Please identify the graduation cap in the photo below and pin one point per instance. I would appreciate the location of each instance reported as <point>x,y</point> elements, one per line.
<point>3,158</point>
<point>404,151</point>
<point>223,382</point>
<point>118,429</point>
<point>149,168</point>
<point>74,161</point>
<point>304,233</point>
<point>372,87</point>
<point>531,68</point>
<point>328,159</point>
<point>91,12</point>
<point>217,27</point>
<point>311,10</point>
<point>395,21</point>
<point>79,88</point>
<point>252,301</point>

********************

Description of the task: Quote every line above verbatim, without changing a single character.

Task solution:
Please identify the graduation cap in the photo below and pin one point per instance. I would appreciate the location of each instance reported as <point>x,y</point> elements, one per line.
<point>3,158</point>
<point>404,151</point>
<point>223,382</point>
<point>118,429</point>
<point>149,168</point>
<point>74,161</point>
<point>304,233</point>
<point>372,87</point>
<point>531,68</point>
<point>328,159</point>
<point>91,12</point>
<point>217,27</point>
<point>311,10</point>
<point>395,21</point>
<point>79,88</point>
<point>252,301</point>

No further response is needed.